[Extracted data entries]
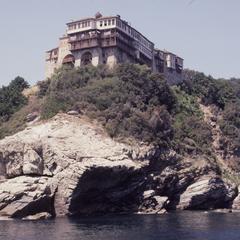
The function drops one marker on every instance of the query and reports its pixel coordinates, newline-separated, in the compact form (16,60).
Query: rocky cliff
(69,166)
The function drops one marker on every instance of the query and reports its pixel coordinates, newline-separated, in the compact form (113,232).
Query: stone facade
(110,40)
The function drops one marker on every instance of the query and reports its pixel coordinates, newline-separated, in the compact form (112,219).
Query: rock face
(209,192)
(69,166)
(66,166)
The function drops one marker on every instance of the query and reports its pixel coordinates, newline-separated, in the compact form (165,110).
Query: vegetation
(11,98)
(225,94)
(128,100)
(132,102)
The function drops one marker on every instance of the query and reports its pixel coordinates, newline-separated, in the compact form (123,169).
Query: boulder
(67,166)
(23,196)
(39,216)
(209,192)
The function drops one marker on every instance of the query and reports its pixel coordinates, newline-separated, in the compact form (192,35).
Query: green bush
(11,98)
(130,101)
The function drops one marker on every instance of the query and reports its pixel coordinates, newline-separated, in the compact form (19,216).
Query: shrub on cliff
(129,100)
(11,98)
(211,91)
(230,126)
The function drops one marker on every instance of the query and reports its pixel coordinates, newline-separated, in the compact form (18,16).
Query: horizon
(204,33)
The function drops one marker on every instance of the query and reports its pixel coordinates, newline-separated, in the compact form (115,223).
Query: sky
(206,33)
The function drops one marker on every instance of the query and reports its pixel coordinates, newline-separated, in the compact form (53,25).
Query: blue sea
(172,226)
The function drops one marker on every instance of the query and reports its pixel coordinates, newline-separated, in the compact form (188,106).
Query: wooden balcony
(81,38)
(82,44)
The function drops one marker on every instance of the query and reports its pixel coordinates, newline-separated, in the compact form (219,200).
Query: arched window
(69,60)
(86,58)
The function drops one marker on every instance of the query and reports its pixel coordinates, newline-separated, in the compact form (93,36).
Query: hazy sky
(206,33)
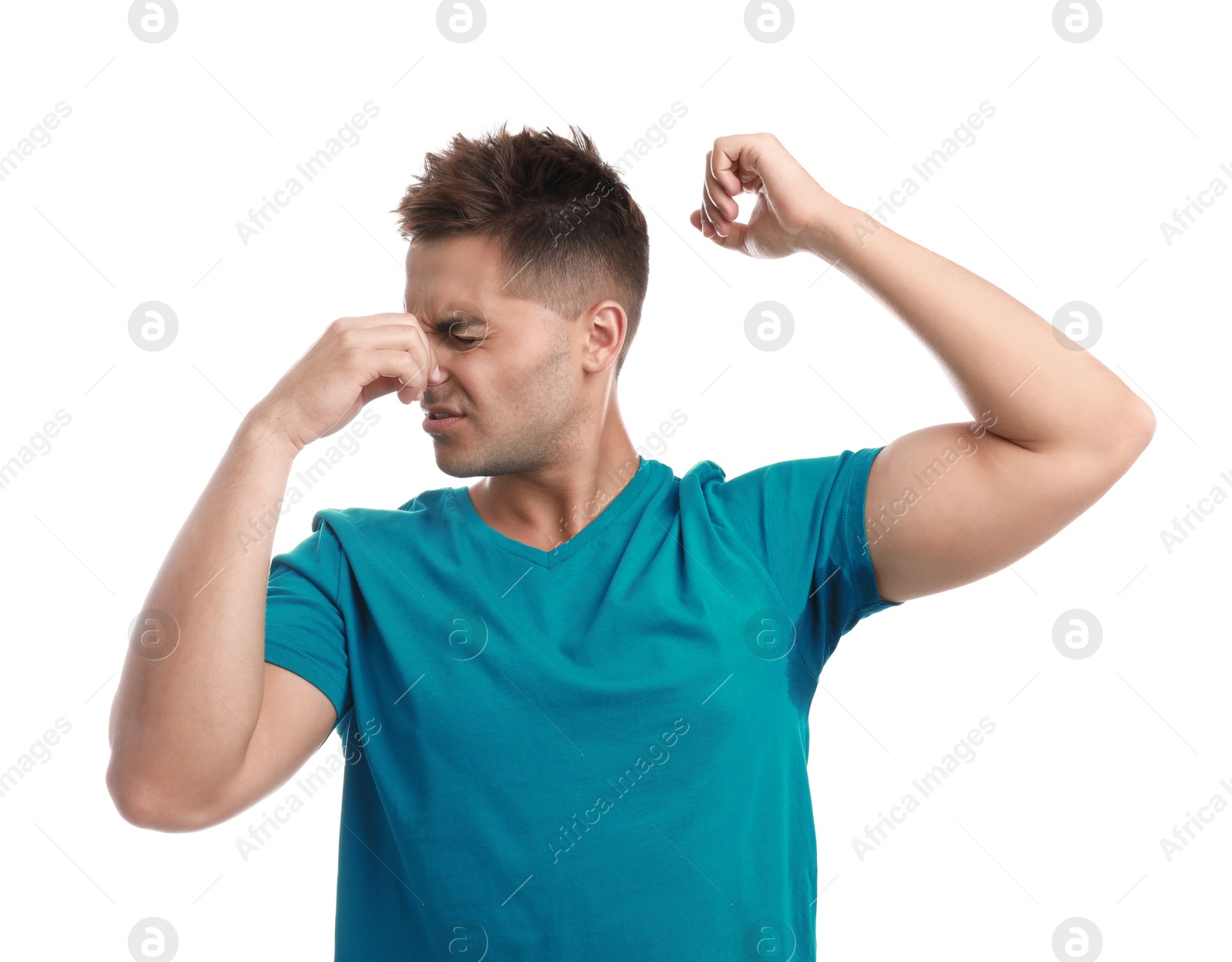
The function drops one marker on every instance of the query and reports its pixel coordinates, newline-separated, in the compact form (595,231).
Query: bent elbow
(143,806)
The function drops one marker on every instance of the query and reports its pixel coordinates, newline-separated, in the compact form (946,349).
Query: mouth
(439,421)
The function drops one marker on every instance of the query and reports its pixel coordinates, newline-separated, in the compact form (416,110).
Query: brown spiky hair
(568,230)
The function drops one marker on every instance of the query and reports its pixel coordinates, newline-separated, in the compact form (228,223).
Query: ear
(607,327)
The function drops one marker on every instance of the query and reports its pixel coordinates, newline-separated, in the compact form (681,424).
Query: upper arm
(295,719)
(307,672)
(954,503)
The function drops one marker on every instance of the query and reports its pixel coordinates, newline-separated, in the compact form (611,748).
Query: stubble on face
(537,423)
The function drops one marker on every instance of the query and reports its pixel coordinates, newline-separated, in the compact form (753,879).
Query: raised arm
(201,726)
(1053,427)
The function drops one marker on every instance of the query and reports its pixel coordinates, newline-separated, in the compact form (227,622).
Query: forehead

## Exercise directions
Write out all of the rows above word for word, and leave the pictures out.

## Exercise answer
The function drops one marker on every instance of the query and reports its pixel coordinates, newline-separated, in the compact form (16,60).
Query: rocky cliff
(69,166)
The function drops one marker on every instance of the query and reports its pixel coordinates, newline-separated, in the compact form (113,232).
Query: stone facade
(110,40)
The function drops one marker on every instance of the query and reports its pixel coordinates, newline-separated, in the compact form (112,219).
Query: rock face
(209,192)
(69,166)
(66,166)
The function drops one marker on every instance of the query and reports its pixel coordinates, newline-separated, in the compact form (165,110).
Query: vegetation
(11,98)
(225,94)
(128,100)
(132,102)
The function drops one marker on every instance of the query and reports its pixel coordinates, newline-separated, in the compact form (123,169).
Query: boulder
(67,166)
(23,196)
(39,216)
(209,192)
The function drops one marker on every instance of the query and reports its pixel coordinates, newline-separated, in the compact form (192,35).
Query: green bush
(11,98)
(130,101)
The function drops one marker on every instance of the query and reports its pixel coordinates, newline-separated, in the compact form (19,216).
Query: shrub on cliff
(129,100)
(11,98)
(211,91)
(230,126)
The function drops one marker on every instance of the query and reports its pixel coordinates, newline-separated, in the compact form (18,16).
Query: horizon
(204,33)
The function drops one marker on every instance of the query and reports its pixel coordinates, newline-separated, in the compact form (115,223).
Query: sky
(206,33)
The function drops one marker on every instance of the query and reports its pixel coordinates, newline-separated, in the compact form (53,25).
Query: blue sea
(172,226)
The function drops one marker on every instance of the query and reports its pixel coordinates, newline-separated, in the compact form (188,106).
Query: wooden balcony
(81,38)
(82,44)
The function drops one marker on every instance of the query and reports its pixel coordinates, newline-separated, in the compact form (219,200).
Query: arched window
(69,60)
(86,58)
The function drops one marker on every instance of the query and reports its pixel coordinates, newline-separated, in the compact form (93,36).
Query: hazy sky
(206,33)
The function drops one marker on every instance of the query and reports its pixel coordinates, newline-separated, in the compact form (595,231).
Query: bent elbow
(143,806)
The function drops one marker on every instance of the query and reports its pixel coordinates, newline-separated, in the compact form (946,349).
Query: mouth
(439,421)
The function drops one marker on every instance of the query and reports its pixel coordinates, newline-separated, in the compact form (416,110).
Query: brown spiky hair
(568,230)
The function drops one marker on every instance of the query and reports its pixel coordinates, newline-separated, in the compact form (228,223).
Query: ear
(607,327)
The function drops one marker on every instance of the query and reports its pixel coordinates, newline-separated, in the compact form (681,424).
Query: upper arm
(295,719)
(307,672)
(954,503)
The function drops one marker on every instance of the query and reports its pixel coordinates, newline-separated, in the compact form (611,748).
Query: stubble on face
(537,423)
The function drops one marker on every instance of the query and reports its pixel coordinates, newline-separated, in the compact form (753,879).
Query: raised arm
(201,726)
(1053,427)
The function drops one marker on every instance of the query and reports its pixel coordinates, newline-separated, in the compact form (227,622).
Query: forehead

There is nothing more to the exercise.